The Interview with Mr. Jeremy Clyde

"Gessler" (with some helpful commentary from Mr. Chad Stuart)

 

 

September 2014

 

 

by Laurel

 

Recently I had the pleasure of interviewing Jeremy Clyde, who in the 1980s kept us brilliantly entertained as the man we love to hate, Hermann Gessler. As most Crossbow fans will know, Jeremy Clyde is not only an actor, but is also half of the singing duo Chad & Jeremy, who became famous as part of the British Invasion of the 1960s, and it was during a Chad & Jeremy concert tour that I was given the opportunity to interview Mr. Clyde.

This was doubly fortunate since Chad Stuart, the other half of the duo, also just happened to be in the first episode of Crossbow, as the prince whose demand for entertainment brought about the famous apple incident, and I was hoping to get a few comments from him. The concert was at the Barns at Wolf Trap in northern Virginia near Washington, D.C. It is also, incidentally, Chad & Jeremy's favourite concert venue. We met backstage before the show in a busy green room. Jeremy is very charming and has a relaxed manner that makes it very easy to talk to him and we sat down for an informal little chat while Chad wandered in and out of the room getting ready for the show.

 

Jeremy had fond memories of working on Crossbow and talked enthusiastically about how much fun he had with the more action-packed aspects of playing Gessler... sometimes too much fun.

 

I'd ridden in my childhood and all that, so I had the most marvellous time. I was given a stunt horse, one of the finest animals ever ridden and the most highly-strung beast. Then I went mad with the stunt guys. We just thundered all over the place and there was a huge row because I was a leading player in the piece and had I fallen off the horse- I was doing some extraordinarily dangerous things...  I was sort of grounded: “he’s not to ride those horses and he’s not to do those things with the stunts.” So I had to stop and I was having such fun.

 

When you're eight or eleven or something and you want to be an actor, what you think acting is about is taking a sword and going “have at you my liege” and thundering about on horses and castles and stunts and fun! I just couldn't believe it, it was everything I'd ever wanted when I was a child. That’s why I behaved so badly and rushed and did all the stunts and went mad, because I just became this boy again... it was great!

 

Crossbow was filmed at a number of historic locations in France. I asked him if he enjoyed that bit.

 

Yes, please! And I'd like to do it again. Three summers in France, are you kidding? I saw some wonderful places in France, places up in the Pays des Volcans, which is the volcanic park up in the Auvergne. Places tourists don't go and ancient castles that people don't visit... We filmed at Annecy, which is near the Swiss border. The lakes there are beautiful.

Region annotation data:
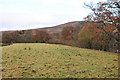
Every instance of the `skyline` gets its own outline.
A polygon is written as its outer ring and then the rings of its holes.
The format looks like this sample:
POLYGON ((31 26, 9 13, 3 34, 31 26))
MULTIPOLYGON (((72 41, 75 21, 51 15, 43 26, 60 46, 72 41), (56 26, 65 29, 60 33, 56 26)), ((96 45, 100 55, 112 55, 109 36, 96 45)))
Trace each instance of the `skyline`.
POLYGON ((0 31, 82 21, 91 12, 84 3, 100 1, 106 0, 0 0, 0 31))

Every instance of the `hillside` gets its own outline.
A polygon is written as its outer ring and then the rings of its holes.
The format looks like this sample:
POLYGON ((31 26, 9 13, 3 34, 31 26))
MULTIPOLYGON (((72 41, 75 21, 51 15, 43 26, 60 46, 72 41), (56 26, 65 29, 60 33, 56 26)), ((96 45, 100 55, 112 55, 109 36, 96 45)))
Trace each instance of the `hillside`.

## Work instructions
(A) According to the interview, where was the Chad & Jeremy concert held?
(B) From the interview, extract the passage from "Crossbow was filmed" up to and including "there are beautiful.".
None of these data has any bearing on the work here.

## Solutions
(A) At the Barns at Wolf Trap in northern Virginia near Washington, D.C.

(B)
Crossbow was filmed at a number of historic locations in France. I asked him if he enjoyed that bit.

 

Yes, please! And I'd like to do it again. Three summers in France, are you kidding? I saw some wonderful places in France, places up in the Pays des Volcans, which is the volcanic park up in the Auvergne. Places tourists don't go and ancient castles that people don't visit... We filmed at Annecy, which is near the Swiss border. The lakes there are beautiful.